> **Goal of the exercise**: Every record below is to be reproduced exactly.

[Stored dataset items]

******************************

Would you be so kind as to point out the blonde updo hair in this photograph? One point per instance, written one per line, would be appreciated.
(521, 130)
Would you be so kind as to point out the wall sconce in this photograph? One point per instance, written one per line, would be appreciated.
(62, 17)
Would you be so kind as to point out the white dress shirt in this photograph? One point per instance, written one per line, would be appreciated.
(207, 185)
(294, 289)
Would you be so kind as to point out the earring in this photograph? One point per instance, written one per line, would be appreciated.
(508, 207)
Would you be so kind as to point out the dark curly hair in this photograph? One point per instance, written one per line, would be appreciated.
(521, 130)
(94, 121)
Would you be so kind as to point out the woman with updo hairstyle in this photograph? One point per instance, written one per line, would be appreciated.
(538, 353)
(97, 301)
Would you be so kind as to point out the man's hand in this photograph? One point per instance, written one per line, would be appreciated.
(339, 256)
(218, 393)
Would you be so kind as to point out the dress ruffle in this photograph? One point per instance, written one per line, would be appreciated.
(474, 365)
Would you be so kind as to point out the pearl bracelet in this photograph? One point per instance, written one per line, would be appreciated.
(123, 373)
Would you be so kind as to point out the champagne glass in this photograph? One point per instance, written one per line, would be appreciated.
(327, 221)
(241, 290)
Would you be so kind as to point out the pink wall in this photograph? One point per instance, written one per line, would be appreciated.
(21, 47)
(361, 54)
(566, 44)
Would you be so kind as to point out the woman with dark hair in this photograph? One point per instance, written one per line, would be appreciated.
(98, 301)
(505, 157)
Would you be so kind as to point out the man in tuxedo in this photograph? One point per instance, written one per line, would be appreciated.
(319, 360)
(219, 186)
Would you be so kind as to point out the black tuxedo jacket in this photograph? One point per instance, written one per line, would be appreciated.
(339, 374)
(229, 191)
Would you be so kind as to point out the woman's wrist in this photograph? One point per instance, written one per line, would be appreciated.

******************************

> **Response for this exercise**:
Would you be so kind as to point out the blonde updo hair in this photograph? One point per instance, written one per line, would be appreciated.
(521, 130)
Would you be so kind as to point out the wall sconce in this photograph? One point per instance, written one per line, would be appreciated.
(62, 17)
Would you be so kind as to point out the white dress shirt in this photograph? One point per instance, written one per line, would be appreciated.
(207, 185)
(294, 289)
Would you be so kind as to point out the earring in this photograph? One point per instance, written one per line, would be appreciated.
(508, 207)
Would you be so kind as to point out the dark curly hair in this photograph? One point per instance, written one per line, would be appreciated.
(521, 130)
(94, 121)
Would you be so kind as to point out the woman with updo hairstyle in this photograph? One point per instance, written one per line, would be appreciated.
(538, 353)
(97, 301)
Would you be so kind as to point out the man's hand in this photograph? One point per instance, written one per line, would be appreciated.
(339, 256)
(218, 393)
Would you be so kind as to point out the dress ruffle in this photograph? One point per instance, written one per line, would be appreciated.
(474, 365)
Would you be so kind as to point out the pearl bracelet in this photograph? One point per instance, written one per line, would be appreciated.
(123, 373)
Would you be so kind as to point out the champagne glass in this photograph? One point per instance, written one per line, would be appreciated.
(327, 221)
(241, 290)
Would you be so kind as to point out the pink wall in this photograph? One point per instance, written one per line, would be appreciated.
(21, 47)
(361, 54)
(566, 44)
Would you be so kind as to point out the woman with dark hair in this photograph? One point per instance, written one per line, would be appreciated.
(98, 301)
(505, 157)
Would you be so kind as to point out the man in tuxedo in this photograph? One point per instance, written one per line, would be appreciated.
(319, 360)
(219, 186)
Would you be so kind as to point out the black tuxedo jacket in this photograph? One point per instance, written one per line, would be appreciated.
(339, 374)
(229, 191)
Would you be so kind as to point out the woman's wrist in this photograph? One point per instance, written one per line, would be appreciated.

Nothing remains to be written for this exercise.